ABOUT THIS TASK -> Please show every line in the entries below that includes the word "rear".

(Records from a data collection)
· · · · · · ·
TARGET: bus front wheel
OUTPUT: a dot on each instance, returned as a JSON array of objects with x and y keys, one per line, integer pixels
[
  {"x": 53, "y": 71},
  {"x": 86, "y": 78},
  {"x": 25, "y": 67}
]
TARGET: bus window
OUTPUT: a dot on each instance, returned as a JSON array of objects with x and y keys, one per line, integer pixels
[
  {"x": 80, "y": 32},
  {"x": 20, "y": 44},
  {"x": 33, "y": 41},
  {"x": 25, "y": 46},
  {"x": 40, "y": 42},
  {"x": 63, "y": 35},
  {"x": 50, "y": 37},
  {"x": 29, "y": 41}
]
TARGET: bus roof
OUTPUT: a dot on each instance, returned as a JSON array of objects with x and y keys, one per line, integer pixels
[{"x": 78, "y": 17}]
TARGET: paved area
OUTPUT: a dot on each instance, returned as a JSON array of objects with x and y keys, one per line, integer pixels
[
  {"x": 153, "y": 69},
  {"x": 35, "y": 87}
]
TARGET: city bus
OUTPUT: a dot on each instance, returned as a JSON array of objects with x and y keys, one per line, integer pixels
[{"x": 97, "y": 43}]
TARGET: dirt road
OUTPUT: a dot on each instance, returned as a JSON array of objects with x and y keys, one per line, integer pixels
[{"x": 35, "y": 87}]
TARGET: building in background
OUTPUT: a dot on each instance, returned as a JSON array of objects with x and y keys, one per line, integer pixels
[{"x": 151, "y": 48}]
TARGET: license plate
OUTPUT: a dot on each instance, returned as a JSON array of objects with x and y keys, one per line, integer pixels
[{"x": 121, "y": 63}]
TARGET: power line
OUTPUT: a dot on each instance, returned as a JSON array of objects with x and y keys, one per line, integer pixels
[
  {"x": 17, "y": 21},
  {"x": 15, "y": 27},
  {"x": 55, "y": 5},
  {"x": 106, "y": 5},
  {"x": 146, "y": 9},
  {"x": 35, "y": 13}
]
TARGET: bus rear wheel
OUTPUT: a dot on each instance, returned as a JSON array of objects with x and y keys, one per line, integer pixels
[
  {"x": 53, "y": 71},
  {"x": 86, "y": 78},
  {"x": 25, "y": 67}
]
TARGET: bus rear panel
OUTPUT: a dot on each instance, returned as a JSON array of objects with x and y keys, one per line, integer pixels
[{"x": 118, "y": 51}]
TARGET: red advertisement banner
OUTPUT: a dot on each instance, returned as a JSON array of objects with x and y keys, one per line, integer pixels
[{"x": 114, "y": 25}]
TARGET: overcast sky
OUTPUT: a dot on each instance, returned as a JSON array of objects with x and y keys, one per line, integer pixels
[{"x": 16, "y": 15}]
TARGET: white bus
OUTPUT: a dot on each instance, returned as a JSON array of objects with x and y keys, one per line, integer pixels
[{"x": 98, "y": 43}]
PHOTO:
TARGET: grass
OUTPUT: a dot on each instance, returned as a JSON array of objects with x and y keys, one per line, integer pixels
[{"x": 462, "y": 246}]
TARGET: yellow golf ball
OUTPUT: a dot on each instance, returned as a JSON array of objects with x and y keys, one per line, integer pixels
· · · · · · ·
ANSWER SECTION ->
TARGET: bus rear wheel
TARGET: bus rear panel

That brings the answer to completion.